Entradas de datos

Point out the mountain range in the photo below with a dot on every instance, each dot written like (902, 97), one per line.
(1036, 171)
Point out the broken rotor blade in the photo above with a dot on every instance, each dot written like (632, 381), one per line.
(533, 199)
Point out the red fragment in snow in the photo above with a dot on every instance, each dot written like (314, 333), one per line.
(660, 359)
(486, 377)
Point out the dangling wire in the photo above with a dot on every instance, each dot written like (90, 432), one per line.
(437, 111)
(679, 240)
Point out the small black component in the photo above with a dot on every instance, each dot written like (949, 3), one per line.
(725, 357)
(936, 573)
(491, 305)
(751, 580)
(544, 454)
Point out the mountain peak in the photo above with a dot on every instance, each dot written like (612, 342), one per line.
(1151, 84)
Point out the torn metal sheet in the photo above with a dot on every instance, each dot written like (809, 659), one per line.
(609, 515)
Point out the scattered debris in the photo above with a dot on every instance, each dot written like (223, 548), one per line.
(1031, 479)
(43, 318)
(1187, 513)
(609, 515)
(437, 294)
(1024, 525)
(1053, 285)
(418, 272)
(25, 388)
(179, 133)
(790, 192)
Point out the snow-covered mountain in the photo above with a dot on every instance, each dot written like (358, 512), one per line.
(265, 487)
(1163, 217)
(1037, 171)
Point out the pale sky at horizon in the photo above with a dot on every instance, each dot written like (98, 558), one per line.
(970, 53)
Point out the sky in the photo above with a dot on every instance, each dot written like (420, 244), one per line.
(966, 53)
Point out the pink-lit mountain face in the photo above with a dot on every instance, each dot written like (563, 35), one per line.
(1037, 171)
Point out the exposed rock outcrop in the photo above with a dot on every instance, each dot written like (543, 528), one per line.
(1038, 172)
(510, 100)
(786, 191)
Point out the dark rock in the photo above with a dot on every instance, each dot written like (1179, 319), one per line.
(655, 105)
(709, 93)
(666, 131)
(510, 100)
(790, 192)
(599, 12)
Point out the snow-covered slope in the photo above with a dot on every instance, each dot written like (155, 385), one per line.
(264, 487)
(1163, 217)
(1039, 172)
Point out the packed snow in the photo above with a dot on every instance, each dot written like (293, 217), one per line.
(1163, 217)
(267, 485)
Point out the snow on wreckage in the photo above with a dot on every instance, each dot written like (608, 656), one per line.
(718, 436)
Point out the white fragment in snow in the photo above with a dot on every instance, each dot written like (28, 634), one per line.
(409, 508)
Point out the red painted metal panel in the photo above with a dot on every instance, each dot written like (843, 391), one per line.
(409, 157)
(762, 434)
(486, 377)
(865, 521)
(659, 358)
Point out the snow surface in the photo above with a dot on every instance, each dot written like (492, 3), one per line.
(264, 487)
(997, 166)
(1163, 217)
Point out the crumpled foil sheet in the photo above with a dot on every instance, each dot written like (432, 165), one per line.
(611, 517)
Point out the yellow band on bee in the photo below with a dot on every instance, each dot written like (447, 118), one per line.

* * *

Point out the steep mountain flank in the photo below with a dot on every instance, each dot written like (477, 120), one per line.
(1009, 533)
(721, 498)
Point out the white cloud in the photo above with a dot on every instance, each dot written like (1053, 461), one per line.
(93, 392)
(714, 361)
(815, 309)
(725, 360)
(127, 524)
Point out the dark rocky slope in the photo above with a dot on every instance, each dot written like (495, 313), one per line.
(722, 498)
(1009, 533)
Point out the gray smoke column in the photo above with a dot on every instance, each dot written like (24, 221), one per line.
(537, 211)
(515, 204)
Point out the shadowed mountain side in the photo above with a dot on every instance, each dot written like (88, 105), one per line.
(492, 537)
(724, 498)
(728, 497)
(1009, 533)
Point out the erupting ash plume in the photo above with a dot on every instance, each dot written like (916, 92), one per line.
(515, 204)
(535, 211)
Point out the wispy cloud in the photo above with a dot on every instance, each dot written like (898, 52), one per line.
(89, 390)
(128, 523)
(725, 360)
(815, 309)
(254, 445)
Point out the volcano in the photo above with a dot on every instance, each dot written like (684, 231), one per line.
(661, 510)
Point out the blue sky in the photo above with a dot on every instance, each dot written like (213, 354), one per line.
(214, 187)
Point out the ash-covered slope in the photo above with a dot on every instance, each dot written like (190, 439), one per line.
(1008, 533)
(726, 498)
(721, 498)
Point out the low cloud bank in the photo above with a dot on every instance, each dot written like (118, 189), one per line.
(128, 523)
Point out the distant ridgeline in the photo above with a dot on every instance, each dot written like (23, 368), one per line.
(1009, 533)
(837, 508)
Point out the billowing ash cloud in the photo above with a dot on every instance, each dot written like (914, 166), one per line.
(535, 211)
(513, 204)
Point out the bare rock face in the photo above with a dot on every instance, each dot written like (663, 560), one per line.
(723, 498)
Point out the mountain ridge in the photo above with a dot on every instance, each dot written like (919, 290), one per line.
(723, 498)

- EJERCICIO: Cuenta las líneas de las entradas de arriba que contienen la palabra "sheet", teniendo en cuenta las mayúsculas y minúsculas. Responde solo con el número.

- EJERCICIO RESUELTO: 2